The lines from the start of the data through the line containing "Target: fluorescent light fixture" are to be reproduced exactly, both ends included.
*** Supplied data ***
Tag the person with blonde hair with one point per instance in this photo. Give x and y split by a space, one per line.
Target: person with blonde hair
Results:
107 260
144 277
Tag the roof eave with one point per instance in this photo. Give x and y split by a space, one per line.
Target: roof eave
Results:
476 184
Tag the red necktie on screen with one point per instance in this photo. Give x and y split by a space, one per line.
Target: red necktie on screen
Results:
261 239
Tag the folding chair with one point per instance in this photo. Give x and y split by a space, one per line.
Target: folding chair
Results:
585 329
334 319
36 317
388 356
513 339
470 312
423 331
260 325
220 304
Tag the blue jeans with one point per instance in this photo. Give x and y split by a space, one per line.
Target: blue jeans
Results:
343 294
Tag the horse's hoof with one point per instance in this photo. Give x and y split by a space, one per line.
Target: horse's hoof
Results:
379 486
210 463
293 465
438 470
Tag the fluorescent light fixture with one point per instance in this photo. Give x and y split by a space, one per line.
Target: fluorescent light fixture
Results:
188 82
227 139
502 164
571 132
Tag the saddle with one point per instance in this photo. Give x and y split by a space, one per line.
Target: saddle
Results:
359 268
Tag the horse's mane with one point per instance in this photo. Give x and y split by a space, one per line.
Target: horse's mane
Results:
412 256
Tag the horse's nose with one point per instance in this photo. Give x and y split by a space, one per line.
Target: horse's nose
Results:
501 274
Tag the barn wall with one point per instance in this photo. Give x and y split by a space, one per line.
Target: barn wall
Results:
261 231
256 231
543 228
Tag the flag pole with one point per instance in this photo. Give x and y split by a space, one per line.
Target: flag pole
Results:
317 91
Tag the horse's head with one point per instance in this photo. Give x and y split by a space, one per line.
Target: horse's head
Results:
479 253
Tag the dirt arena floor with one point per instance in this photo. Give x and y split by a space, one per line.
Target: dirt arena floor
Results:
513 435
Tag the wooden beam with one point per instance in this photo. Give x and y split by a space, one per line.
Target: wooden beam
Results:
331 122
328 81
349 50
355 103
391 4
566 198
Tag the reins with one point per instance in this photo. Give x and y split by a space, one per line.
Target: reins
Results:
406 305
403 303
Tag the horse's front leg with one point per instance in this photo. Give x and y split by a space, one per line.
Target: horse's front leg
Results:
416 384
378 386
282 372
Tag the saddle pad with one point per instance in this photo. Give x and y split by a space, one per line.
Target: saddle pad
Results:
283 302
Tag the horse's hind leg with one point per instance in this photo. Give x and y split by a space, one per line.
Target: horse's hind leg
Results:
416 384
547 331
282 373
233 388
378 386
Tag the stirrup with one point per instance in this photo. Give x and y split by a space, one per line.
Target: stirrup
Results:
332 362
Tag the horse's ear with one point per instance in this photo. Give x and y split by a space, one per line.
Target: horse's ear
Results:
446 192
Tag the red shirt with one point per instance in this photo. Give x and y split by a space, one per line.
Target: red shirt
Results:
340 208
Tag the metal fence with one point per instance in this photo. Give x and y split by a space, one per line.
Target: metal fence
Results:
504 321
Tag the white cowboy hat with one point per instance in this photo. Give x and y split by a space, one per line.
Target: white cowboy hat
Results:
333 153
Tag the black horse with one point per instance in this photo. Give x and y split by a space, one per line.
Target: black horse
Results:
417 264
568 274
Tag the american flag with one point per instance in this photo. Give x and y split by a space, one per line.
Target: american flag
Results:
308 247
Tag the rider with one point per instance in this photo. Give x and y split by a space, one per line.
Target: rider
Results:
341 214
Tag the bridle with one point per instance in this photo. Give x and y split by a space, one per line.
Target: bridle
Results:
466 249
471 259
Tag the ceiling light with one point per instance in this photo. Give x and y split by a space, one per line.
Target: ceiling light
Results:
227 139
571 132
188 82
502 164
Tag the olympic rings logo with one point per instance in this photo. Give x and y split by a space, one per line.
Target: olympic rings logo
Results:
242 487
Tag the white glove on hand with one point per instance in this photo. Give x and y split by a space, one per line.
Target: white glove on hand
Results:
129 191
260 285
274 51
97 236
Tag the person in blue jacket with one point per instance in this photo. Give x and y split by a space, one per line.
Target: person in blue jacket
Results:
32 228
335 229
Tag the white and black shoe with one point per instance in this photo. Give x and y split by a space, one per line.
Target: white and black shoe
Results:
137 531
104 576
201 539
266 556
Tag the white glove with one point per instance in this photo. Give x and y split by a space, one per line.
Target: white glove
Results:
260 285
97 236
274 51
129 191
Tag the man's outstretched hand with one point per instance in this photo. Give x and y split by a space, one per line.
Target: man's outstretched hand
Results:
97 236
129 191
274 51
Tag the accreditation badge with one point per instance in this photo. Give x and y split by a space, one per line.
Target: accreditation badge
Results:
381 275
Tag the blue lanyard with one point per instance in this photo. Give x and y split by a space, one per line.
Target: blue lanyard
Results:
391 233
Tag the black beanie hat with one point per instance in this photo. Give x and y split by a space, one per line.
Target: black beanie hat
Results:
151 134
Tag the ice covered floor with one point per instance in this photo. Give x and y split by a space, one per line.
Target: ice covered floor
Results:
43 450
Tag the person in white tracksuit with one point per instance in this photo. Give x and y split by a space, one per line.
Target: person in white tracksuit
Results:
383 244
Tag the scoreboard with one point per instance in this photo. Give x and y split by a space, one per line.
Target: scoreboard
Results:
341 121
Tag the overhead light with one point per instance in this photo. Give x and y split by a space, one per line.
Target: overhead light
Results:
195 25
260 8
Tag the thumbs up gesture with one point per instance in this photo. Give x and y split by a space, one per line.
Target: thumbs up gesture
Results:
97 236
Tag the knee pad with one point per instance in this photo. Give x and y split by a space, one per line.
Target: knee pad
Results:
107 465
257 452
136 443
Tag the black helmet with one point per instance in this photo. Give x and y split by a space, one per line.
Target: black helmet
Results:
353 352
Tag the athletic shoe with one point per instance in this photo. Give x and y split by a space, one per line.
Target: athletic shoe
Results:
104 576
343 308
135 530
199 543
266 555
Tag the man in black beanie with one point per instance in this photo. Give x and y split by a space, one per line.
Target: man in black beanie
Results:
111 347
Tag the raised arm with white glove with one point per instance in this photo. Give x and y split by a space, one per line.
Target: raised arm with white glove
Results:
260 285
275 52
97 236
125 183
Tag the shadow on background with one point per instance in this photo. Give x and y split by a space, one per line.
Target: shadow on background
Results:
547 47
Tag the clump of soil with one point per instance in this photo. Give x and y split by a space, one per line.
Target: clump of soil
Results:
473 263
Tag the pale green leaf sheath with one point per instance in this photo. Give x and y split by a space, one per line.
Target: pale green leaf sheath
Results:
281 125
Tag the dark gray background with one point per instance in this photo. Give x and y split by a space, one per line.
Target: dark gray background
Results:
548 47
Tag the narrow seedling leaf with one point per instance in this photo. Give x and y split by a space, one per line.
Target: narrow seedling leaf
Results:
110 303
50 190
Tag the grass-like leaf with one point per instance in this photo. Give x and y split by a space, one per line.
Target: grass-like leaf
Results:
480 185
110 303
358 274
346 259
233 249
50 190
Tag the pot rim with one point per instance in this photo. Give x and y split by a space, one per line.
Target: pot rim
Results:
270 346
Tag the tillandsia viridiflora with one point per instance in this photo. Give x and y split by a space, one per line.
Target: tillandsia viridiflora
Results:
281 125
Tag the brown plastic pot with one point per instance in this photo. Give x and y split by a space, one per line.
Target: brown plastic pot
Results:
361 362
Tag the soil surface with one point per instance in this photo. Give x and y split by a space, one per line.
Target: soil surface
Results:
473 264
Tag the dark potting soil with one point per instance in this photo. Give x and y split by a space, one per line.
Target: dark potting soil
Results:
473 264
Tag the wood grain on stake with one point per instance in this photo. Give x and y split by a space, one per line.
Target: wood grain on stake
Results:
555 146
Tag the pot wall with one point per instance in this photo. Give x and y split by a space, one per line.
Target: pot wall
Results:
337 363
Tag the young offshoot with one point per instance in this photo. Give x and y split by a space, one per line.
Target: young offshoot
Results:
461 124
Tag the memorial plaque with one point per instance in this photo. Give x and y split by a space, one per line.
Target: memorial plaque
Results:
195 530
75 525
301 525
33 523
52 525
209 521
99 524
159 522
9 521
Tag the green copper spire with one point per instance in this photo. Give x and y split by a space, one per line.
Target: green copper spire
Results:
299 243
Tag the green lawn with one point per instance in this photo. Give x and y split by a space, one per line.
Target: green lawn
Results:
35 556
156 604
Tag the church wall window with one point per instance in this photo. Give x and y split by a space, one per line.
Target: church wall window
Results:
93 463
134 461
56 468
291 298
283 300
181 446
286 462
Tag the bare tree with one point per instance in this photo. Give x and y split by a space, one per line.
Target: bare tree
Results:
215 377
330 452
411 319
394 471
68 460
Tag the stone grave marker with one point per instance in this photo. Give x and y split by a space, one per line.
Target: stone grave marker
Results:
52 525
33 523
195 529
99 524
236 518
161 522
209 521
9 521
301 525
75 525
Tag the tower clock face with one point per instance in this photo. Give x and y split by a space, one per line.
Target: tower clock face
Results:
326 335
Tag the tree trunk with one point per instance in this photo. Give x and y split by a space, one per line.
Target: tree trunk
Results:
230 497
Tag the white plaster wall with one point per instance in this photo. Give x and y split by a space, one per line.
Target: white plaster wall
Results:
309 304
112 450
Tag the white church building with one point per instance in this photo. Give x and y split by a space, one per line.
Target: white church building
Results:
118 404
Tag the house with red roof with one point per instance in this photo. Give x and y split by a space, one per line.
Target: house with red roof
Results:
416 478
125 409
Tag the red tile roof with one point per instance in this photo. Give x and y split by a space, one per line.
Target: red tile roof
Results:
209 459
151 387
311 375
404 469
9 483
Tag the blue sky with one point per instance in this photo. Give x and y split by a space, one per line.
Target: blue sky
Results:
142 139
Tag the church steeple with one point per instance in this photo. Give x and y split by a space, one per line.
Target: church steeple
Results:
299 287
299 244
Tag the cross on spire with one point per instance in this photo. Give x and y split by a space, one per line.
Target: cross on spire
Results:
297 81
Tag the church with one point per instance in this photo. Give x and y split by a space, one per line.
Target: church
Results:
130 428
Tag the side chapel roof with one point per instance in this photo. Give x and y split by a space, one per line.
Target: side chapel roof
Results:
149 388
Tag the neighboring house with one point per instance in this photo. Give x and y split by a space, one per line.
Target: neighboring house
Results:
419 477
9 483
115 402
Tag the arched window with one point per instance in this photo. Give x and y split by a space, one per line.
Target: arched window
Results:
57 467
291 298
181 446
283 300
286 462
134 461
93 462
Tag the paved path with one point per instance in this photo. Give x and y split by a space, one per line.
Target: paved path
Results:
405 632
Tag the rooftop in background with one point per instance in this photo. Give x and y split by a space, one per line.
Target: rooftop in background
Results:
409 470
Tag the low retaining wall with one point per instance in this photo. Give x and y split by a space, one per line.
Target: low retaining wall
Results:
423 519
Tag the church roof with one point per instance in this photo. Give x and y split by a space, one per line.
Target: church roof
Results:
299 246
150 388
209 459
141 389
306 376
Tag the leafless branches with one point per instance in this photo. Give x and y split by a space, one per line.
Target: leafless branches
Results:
*** End of Supplied data ***
Reply
Tag the person with blonde hair with one point per instance in this photo. Give x and y split by a space, one per line.
Target: person with blonde hair
Results:
107 260
144 277
Tag the roof eave with one point per instance in this photo. Give x and y split by a space, one per line.
Target: roof eave
Results:
476 184
Tag the red necktie on screen with one point per instance in this photo. Give x and y split by a space, one per line.
Target: red necktie on screen
Results:
261 239
Tag the folding chair with one point per instance in this photo. Give x and y split by a space, one per line.
Target: folding chair
Results:
585 329
334 319
36 317
388 356
513 339
470 312
423 331
260 325
220 304
Tag the blue jeans with one point per instance in this photo. Give x and y split by a space, one per line.
Target: blue jeans
Results:
343 294
Tag the horse's hoof with one point per instance in this photo. Give x and y split by a space, one per line.
Target: horse's hoof
Results:
379 486
210 463
293 465
438 470
Tag the fluorescent light fixture with one point per instance in this photo. Give x and y split by a space, one per line.
Target: fluorescent light fixture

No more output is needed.